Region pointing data
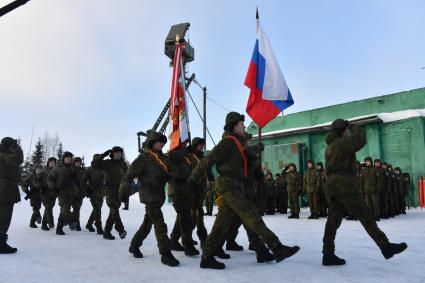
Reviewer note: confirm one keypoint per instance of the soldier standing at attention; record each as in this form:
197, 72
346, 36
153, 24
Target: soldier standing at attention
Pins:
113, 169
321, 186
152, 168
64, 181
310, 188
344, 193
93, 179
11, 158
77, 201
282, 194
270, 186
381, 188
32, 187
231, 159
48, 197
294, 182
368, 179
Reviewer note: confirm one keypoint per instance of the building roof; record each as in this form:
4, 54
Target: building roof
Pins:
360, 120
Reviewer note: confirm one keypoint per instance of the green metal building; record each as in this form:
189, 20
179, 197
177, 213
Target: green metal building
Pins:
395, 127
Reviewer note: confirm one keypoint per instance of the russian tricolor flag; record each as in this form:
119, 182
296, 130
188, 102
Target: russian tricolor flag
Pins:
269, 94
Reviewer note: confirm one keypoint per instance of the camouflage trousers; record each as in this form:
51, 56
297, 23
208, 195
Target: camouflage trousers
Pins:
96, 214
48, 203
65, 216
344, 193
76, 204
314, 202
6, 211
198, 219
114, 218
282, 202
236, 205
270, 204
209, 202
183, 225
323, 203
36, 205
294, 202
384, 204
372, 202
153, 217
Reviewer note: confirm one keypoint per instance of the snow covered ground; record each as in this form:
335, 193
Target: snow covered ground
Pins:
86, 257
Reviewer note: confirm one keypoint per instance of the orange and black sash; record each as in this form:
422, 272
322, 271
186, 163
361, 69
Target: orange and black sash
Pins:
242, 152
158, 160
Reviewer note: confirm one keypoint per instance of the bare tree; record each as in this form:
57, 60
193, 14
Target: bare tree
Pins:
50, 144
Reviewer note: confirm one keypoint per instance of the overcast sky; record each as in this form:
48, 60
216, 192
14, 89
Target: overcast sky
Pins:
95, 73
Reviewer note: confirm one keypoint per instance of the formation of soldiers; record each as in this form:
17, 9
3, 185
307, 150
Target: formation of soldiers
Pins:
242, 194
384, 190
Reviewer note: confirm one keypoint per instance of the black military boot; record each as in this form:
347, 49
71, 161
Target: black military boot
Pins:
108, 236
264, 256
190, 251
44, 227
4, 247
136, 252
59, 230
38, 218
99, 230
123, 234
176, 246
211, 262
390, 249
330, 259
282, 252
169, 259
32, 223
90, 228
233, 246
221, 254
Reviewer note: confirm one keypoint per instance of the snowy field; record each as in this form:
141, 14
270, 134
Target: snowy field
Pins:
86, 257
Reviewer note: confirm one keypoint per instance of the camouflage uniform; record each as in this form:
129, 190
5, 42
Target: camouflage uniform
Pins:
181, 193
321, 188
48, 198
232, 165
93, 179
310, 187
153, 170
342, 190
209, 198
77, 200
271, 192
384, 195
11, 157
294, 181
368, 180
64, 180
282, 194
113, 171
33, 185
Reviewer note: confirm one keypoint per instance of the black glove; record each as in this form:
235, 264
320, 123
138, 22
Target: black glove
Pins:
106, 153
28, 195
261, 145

* * *

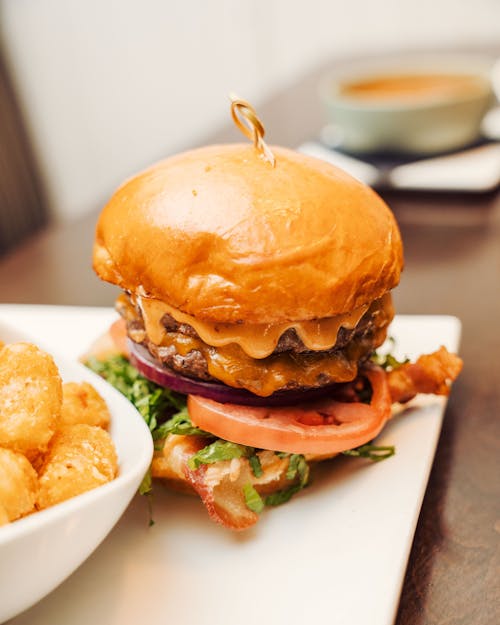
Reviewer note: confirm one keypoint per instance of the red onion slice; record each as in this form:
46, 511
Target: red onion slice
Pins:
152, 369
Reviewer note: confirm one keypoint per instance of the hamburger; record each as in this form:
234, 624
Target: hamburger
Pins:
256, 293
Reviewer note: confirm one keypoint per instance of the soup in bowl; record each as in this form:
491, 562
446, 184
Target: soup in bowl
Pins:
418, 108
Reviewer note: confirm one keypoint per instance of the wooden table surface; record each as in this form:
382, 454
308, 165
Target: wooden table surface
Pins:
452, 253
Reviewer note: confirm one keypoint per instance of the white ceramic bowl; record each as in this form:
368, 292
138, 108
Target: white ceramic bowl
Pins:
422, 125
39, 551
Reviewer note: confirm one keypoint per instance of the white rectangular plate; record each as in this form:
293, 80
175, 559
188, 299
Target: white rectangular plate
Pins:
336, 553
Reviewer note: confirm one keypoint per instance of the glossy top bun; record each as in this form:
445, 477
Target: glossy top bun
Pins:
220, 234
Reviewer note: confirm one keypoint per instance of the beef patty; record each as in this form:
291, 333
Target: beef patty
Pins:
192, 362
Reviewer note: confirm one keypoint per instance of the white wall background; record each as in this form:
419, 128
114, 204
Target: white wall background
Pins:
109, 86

> [Task item]: Your answer should consist of the lines from the line with "Target: camouflage trousers" to the line with "Target: black military boot" above, repeated exactly, both ends included.

> [Result below]:
Target: camouflage trousers
Pins:
96, 214
48, 203
65, 216
344, 193
76, 204
314, 202
6, 211
198, 219
114, 218
282, 202
236, 205
270, 204
209, 202
183, 225
323, 203
36, 205
294, 202
384, 204
372, 202
153, 217
Reviewer note: confirm one keypoint per instance of the snow covered ground; record each as in this form:
335, 193
Target: snow covered ground
Pins:
86, 257
Reviewer note: confirm one keypoint per instance of the orange and black sash; record each as in this form:
422, 272
322, 271
186, 163
361, 69
Target: orange and black sash
Pins:
242, 152
158, 160
Reviewer note: confirm one keypoint per instance of the bare tree; record each as in this form:
57, 60
193, 14
Target: bare tree
Pins:
50, 144
Reviewer note: confirm one keypoint per instance of the overcast sky; record each as in this form:
48, 60
216, 192
14, 89
Target: overcast sky
Pins:
95, 73
Reviewer note: confirm one keypoint per instance of the formation of soldiers; record each as in this form:
17, 9
3, 185
307, 150
Target: formation of soldiers
Pins:
242, 194
384, 190
Reviewer note: confirm one keypoint per instance of the black military boot; record each as in this form:
347, 49
71, 161
Target: black military boot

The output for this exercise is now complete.